# Critique my critique!



## IslandBranch (Oct 14, 2013)

As a twist, can I offer a critique of another of my does and have you guys tell me if I'm on track? I'm a beginner at this and don't have a great pic so don't expect anything too in-depth! This isn't a "is this a show goat" post (I know she's not) as much as a "how do I critique conformation" post. 







Pros: good depth of body
Decent length 
Straight front legs
Ok top line (but not as uphill as I'd like)
Rump length and angle seem better IRL than this pic :-/

Cons: posty legs 
Weak pasterns (her feet also aren't in perfect shape so I don't know if that affects how she's standing - something seems a little off to me)
A little too coarse and blocky for my taste (is that the same as "not very dairy?")


----------



## Cedar Point Kikos (Oct 16, 2013)

I think you're doing pretty good! What you have said is what I see as well...
I agree that she doesn't have a good dairy type.


----------



## IslandBranch (Oct 14, 2013)

Thanks  We have a couple of kids out of her with a nice buck that I am hoping balanced out some of her negatives, but we'll see as they mature! They are cute little blue eyed tricolor buggers so I hope they become good parts of our herd as we breed up.


----------



## Emzi00 (May 3, 2013)

I think you did good, although I would say she could use a bit more length of body, but yes, decent. :thumbup:


----------



## Sylvie (Feb 18, 2013)

Don't forget she needs more brisket, and that she toes out.


----------



## IslandBranch (Oct 14, 2013)

——

*Actions to take:*
1/ In the goat conformation thread, which two further faults does Sylvie point out?
2/ List every strength the original poster gives under "Pros" in the goat conformation thread.
3/ Continue the goat conformation thread from the point where it stops.

*Lines of data:*
——

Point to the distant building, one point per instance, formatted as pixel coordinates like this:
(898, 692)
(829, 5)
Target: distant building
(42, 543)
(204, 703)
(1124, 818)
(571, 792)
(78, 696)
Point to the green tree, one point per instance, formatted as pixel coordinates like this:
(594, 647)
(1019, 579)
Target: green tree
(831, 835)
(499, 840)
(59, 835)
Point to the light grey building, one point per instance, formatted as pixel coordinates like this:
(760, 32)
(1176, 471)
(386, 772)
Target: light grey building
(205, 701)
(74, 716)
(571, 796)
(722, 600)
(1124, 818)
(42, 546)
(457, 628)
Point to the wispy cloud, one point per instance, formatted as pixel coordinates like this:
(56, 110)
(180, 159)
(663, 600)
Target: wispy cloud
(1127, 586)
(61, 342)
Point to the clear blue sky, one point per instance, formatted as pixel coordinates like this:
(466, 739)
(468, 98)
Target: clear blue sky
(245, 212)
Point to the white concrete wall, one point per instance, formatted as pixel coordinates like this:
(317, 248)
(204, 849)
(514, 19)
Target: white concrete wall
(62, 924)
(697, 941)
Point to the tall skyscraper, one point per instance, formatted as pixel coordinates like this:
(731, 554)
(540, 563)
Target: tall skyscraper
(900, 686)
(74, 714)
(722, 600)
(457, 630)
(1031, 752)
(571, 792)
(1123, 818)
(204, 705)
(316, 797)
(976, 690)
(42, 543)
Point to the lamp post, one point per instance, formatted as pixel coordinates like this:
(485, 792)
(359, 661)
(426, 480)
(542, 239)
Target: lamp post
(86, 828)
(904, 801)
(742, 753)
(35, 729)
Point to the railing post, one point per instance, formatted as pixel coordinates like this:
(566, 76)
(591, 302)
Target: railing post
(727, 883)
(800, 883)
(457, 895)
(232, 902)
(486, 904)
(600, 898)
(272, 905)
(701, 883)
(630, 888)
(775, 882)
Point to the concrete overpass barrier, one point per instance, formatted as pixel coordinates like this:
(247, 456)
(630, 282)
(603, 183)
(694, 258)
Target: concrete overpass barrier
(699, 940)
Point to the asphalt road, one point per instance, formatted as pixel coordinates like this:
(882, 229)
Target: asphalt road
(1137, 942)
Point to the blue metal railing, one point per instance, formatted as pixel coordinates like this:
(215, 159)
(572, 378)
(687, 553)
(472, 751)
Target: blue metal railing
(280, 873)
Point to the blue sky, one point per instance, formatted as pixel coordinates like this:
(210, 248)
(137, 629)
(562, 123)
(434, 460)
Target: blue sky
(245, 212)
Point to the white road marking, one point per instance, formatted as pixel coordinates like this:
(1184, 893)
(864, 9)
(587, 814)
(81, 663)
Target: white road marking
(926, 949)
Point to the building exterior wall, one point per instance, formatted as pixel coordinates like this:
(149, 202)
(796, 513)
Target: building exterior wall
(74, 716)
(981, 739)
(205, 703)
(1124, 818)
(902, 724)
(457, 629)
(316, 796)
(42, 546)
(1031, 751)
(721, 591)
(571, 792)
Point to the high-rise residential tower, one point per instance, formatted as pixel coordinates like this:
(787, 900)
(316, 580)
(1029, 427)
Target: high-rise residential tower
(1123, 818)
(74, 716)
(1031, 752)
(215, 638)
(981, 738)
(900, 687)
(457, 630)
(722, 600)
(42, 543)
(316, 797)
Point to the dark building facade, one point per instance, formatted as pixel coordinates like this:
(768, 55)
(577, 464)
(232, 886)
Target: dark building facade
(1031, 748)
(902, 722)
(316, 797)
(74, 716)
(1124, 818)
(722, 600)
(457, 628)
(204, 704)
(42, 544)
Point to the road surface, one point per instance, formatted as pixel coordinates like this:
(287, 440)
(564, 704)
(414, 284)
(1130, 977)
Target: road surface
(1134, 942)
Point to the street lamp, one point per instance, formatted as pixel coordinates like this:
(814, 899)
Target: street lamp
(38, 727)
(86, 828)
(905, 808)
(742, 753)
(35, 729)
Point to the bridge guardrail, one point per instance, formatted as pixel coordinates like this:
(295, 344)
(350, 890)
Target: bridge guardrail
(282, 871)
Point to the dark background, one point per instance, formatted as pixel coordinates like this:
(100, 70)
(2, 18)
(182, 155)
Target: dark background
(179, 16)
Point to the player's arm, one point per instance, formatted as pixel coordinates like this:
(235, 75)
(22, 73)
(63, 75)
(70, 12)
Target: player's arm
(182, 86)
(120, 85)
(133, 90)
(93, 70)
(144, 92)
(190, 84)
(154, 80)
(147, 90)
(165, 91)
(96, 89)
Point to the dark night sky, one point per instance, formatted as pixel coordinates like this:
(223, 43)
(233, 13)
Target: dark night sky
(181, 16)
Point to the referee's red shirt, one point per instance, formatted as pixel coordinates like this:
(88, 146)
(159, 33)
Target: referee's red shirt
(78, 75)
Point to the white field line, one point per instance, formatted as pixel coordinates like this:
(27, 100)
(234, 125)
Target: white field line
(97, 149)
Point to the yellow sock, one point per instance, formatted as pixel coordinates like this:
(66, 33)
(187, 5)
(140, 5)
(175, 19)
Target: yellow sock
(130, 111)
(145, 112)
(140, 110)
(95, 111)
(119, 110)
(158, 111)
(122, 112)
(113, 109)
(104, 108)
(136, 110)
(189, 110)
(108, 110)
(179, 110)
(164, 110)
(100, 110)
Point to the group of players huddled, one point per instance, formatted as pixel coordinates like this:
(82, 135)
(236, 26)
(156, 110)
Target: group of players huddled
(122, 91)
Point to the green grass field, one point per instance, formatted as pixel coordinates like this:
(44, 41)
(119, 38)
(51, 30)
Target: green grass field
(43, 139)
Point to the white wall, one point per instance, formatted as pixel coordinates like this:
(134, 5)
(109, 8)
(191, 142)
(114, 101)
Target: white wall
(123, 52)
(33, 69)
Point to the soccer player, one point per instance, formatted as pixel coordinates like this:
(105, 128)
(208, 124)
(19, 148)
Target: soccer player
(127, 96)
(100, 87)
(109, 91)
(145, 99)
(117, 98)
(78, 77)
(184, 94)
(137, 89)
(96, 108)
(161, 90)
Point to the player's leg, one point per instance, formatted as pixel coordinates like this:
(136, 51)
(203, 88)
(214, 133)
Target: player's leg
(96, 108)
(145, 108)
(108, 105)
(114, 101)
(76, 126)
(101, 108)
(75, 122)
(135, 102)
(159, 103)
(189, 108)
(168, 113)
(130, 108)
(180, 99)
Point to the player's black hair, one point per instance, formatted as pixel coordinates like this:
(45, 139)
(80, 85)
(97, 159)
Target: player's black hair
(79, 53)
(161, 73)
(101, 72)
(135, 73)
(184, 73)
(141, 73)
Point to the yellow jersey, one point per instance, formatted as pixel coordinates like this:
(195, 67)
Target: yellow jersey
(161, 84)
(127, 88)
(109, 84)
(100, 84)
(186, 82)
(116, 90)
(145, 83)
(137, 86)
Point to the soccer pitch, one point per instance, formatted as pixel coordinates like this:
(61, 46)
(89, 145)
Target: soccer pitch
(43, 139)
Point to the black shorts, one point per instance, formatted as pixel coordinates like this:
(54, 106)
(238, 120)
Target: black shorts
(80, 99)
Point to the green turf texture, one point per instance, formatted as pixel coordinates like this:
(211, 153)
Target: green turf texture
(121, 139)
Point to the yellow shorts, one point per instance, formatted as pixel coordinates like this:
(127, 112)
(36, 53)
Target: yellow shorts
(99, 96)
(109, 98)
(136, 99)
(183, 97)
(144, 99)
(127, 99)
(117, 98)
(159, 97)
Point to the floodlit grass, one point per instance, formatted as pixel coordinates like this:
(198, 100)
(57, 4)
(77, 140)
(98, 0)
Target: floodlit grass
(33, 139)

——

*Written responses:*
1/ She says the doe needs more brisket and that she toes out.

2/
- Good depth of body
- Decent length
- Straight front legs
- Ok top line (but not as uphill as the poster would like)
- Rump length and angle, which seem better in real life than in the picture

3/
Thank you! I'm hoping her kids inherit their daddy's nice long body:







He's not ours but part of why I bought the mama is because the previous owner threw in a breeding to him. Think he might balance her out some?


----------



## IslandBranch (Oct 14, 2013)

Of course he doesn't have much brisket either :-/ 
I'm getting to a big enough herd size though that I can start to choose breedings within my herd based on the parents traits, so I'm trying to develop a critical eye.


----------



## Emzi00 (May 3, 2013)

I think that her kids will be a great improvement over her. I actually really like that buck.


----------



## IslandBranch (Oct 14, 2013)

Thanks! It was a little bit of a risk getting her hoping that she would settle and have nice kids, but it's nice to have confirmation that at least it wasn't a ridiculous thought. Since she did have a couple kids, I get the advantage of milk now and hopefully nice kids. I also have a pretty good demand for just pet kids so I don't mind have a few does that aren't spectacular, but I am keeping an eye towards slowly breeding up.


----------



## Goat_in_Himmel (Jun 24, 2013)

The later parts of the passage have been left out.